=== Challenge ===
Switch "Detect" to "Locate" in the entries from the line containing "Detect each utility" through the last of the entries, both ends included. Reproduce those lines with all other wording unchanged.

### Records supplied ###

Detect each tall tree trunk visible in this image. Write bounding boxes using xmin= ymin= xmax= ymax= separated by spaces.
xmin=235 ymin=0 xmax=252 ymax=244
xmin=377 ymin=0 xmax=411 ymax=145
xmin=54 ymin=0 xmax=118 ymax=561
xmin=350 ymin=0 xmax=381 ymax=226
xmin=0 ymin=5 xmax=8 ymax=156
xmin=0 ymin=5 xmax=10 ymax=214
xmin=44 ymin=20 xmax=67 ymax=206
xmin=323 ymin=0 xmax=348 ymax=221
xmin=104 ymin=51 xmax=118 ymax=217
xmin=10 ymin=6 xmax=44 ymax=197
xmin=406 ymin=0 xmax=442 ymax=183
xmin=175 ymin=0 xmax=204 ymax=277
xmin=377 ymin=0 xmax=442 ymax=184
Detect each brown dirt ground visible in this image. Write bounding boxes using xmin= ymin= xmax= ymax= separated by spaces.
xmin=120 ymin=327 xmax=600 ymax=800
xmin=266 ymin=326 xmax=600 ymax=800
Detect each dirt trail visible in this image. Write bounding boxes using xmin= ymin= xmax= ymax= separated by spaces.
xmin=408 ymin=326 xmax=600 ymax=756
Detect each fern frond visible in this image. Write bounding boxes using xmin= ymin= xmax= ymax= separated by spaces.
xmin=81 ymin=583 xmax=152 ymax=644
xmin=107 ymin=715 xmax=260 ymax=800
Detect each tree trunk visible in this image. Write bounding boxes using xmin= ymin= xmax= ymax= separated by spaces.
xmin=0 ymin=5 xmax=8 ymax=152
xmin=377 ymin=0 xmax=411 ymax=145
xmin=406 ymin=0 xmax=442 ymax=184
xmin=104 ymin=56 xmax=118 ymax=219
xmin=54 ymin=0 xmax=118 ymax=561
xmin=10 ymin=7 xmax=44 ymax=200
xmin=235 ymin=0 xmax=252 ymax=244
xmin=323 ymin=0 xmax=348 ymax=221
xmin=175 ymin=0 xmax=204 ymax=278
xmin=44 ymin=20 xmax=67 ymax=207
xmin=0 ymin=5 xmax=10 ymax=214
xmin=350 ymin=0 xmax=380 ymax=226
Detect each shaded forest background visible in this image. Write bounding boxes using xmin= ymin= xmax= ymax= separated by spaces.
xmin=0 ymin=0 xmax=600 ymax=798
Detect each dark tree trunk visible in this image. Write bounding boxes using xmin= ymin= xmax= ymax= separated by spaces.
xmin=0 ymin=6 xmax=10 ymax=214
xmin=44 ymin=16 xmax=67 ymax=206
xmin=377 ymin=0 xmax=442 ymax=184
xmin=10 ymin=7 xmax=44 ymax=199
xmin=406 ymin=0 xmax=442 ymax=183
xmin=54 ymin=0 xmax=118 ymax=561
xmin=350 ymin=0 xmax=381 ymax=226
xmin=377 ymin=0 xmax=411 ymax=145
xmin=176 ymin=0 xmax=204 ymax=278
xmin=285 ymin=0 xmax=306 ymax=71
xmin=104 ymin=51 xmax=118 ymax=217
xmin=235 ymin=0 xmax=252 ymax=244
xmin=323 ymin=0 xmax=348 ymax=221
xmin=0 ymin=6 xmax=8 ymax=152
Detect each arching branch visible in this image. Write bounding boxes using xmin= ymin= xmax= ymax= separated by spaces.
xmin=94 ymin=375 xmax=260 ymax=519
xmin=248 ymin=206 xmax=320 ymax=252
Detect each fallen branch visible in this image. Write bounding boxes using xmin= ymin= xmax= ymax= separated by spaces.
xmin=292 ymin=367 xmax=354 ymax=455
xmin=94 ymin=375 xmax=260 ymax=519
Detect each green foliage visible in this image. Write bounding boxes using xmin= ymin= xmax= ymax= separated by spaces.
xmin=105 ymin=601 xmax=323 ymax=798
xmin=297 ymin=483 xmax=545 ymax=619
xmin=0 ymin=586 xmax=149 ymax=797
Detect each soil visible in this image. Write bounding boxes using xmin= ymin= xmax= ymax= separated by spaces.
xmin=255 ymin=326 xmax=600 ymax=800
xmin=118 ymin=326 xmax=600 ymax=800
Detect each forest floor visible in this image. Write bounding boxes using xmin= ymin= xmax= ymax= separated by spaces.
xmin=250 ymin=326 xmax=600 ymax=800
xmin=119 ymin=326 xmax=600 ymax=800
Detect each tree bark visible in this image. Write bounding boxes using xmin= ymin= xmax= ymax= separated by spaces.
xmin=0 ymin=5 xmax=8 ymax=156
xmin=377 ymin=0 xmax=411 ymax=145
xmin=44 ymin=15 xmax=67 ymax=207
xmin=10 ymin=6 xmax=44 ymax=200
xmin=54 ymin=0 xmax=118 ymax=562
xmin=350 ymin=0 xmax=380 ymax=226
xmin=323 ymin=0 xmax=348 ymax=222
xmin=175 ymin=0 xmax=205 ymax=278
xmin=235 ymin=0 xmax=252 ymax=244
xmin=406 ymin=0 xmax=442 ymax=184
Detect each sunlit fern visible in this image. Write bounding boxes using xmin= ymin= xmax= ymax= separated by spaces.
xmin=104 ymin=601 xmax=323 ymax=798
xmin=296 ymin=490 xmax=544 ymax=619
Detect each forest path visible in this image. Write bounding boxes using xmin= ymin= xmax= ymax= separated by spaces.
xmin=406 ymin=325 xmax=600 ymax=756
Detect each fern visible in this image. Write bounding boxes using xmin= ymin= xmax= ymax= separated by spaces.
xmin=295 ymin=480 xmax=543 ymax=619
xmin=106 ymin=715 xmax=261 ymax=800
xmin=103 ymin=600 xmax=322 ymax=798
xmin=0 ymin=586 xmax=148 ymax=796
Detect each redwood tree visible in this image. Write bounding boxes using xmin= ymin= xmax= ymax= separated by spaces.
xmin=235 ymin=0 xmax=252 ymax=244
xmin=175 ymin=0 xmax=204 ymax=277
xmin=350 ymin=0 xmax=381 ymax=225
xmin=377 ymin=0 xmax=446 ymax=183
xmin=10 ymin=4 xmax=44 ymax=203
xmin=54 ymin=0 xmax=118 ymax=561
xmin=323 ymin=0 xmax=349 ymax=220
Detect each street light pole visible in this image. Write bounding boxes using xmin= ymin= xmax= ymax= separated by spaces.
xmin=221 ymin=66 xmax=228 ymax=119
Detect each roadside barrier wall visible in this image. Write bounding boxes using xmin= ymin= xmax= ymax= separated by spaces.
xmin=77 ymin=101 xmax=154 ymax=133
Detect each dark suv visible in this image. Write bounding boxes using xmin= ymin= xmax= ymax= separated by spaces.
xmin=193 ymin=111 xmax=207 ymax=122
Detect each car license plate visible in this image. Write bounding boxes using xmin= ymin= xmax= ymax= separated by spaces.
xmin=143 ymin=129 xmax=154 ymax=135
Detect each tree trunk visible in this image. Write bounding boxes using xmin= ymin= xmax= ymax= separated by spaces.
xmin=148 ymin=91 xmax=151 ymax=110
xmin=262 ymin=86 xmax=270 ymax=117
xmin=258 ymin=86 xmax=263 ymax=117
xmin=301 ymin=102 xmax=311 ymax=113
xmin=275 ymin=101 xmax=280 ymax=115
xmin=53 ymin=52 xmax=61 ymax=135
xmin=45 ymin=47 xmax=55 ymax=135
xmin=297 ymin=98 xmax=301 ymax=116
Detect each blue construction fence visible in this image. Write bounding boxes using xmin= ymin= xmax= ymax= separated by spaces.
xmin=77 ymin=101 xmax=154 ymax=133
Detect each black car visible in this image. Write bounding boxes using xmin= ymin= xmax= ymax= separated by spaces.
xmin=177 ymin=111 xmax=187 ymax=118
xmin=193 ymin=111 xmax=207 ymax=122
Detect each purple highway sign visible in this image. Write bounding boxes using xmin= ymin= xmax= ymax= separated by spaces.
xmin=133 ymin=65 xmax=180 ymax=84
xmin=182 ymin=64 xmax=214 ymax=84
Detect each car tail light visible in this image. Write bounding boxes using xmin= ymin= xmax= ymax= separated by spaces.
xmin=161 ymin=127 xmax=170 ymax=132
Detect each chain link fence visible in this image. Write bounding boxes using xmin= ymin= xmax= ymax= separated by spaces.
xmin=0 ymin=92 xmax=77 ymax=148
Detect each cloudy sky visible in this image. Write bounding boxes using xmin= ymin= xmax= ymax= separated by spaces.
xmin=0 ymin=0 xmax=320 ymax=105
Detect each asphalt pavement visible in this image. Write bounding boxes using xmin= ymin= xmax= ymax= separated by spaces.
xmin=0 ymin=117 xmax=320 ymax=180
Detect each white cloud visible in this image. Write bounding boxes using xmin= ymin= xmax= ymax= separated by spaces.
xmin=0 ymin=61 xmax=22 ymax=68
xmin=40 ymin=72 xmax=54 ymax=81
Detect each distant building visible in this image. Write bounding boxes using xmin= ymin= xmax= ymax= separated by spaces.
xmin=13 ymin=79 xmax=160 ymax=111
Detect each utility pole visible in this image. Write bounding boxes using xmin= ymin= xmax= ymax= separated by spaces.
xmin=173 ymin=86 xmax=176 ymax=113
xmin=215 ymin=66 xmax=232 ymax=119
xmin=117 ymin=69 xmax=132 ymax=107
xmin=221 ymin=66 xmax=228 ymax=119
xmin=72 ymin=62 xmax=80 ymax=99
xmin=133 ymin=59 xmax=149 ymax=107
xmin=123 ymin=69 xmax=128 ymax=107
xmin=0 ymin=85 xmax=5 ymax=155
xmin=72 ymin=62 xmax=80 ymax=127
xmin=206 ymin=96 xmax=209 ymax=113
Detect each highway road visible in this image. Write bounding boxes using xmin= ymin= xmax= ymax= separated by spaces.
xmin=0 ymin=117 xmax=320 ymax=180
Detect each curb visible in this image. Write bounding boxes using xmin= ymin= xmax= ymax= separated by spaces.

###

=== Output of the exercise ===
Locate each utility pole visible in this image. Write bounding boxes using xmin= ymin= xmax= ymax= separated by spaces.
xmin=173 ymin=86 xmax=176 ymax=113
xmin=215 ymin=66 xmax=232 ymax=119
xmin=117 ymin=69 xmax=132 ymax=107
xmin=221 ymin=66 xmax=228 ymax=119
xmin=72 ymin=62 xmax=80 ymax=99
xmin=133 ymin=59 xmax=149 ymax=107
xmin=123 ymin=69 xmax=128 ymax=107
xmin=0 ymin=85 xmax=5 ymax=155
xmin=72 ymin=62 xmax=80 ymax=127
xmin=206 ymin=96 xmax=209 ymax=113
Locate each highway road visible in this image. Write bounding boxes using xmin= ymin= xmax= ymax= separated by spaces.
xmin=0 ymin=117 xmax=320 ymax=180
Locate each curb visible in this image. Write bounding boxes using xmin= ymin= xmax= ymax= separated by spaces.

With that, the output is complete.